■ **EJERCICIO PROPUESTO 1**: Reúne todas las líneas de los registros que contengan la palabra "grass" y cópialas sin cambios.

═════ FRAGMENTO DEL DOCUMENTO

Sin embargo, a las cuatro y cuarto de la tarde, todo cambió. Junto a la estatua de Juan Hus en la plaza mayor de la ciudad aparecieron alemanes con banderas blancas. El general Rudolf Toussaint, comandante de las fuerzas del ejército en Praga, había recibido noticias de la proximidad del Ejército Rojo. Ahora ya no quería luchar. Quería pactar un alto el fuego a cambio de una salida franca de la ciudad para las tropas germanas.

Toussaint y los rebeldes llegaron a un acuerdo a las seis de la tarde. Todo el armamento pesado en poder de los alemanes se rendiría en las afueras de la ciudad, mientras que el armamento ligero sería entregado al Ejército Nacional Checo antes de que los alemanes alcanzasen las líneas estadounidenses, que era a donde, lógicamente, pensaban dirigirse una vez que se marchasen. Todos los prisioneros de guerra en poder del ejército alemán serían transferidos a la policía checoslovaca. Quince minutos más tarde de que el general Kutlvasr firmase al pie del acuerdo, la principal columna germana, con unos 3.000 hombres, salió de la ciudad echando hostias. Praga, finalmente, se había salvado de un holocausto total; pero por el camino se habían quedado cientos, si no miles, de muertes inútiles, cuando no perfectamente evitables. Lo repito: las personas que ven que en los países de la antigua Europa de Este se imponen soluciones populistas o ideológicamente extremas suelen mirar ese proceso por encima del hombro, desde la superioridad que se han autootorgado. Nunca piensan en el tipo de experiencias que han vivido esos pueblos, cuántas veces se han visto abandonados, ninguneados, regalados en la almoneda de la geopolítica. Pero, claro, cómo van a pensar en eso si, por lo general, no tienen ni puta idea.

══════════
═════ DATOS DEL EJERCICIO

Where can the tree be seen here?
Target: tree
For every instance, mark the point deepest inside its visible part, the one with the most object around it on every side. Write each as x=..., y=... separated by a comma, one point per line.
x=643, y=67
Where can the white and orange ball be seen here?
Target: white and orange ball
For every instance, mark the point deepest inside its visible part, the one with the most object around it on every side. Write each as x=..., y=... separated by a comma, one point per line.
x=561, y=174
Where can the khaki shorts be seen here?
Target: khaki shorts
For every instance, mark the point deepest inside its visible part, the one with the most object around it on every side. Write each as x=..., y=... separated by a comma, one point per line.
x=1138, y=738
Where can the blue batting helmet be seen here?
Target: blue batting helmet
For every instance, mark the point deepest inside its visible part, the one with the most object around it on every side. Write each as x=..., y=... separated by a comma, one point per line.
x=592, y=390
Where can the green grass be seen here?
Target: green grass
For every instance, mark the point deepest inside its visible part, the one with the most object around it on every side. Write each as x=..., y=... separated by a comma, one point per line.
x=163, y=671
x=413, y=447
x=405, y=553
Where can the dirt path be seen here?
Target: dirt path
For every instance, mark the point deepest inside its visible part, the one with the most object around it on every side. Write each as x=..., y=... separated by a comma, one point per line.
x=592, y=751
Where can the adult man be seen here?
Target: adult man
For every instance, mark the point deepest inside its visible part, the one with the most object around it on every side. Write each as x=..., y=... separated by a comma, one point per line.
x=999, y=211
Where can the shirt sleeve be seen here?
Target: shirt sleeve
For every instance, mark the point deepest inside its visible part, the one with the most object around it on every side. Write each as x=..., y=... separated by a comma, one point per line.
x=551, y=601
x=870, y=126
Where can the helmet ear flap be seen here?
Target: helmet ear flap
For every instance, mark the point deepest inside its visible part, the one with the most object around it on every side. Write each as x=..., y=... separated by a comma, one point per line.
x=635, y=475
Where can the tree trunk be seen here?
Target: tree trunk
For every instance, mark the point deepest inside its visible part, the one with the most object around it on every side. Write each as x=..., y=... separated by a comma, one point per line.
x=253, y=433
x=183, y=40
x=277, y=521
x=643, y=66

══════════

■ **EJERCICIO PROPUESTO 2**: Escribe la parte que sigue del texto sobre el alto el fuego en Praga, empezando justo después de su última frase.

■ **RESULTADO DEL EJERCICIO 1**:
Where can the green grass be seen here?
Target: green grass

■ **RESULTADO DEL EJERCICIO 2**:
La mañana de aquel 8 de mayo, asimismo, comenzó el interrogatorio de Hermann Göring. Fue en el cuartel general de la XXXVI División de Infantería estadounidense, en la localidad austríaca de Kitzbuhel; y el interrogador fue el carcelero de Göring, el brigadier general Robert Stack. Genio y figura hasta la sepultura, Göring no pareció mostrarse en modo alguno impresionado por el hecho de haber sido apresado por los estadounidenses. De hecho, el día 7 Stack se había comunicado con el ayuda de cámara del general para comunicarle que quería que Göring se presentase en su despacho a las nueve de la mañana; pero el mayordomo, muy tranquilo, le había contestado que su jefe no tenía la costumbre de madrugar tanto; así pues, si no le importaba, mejor quedaban a las once o así. Stack le contestó: “pues mañana madrugará”. Madrugó.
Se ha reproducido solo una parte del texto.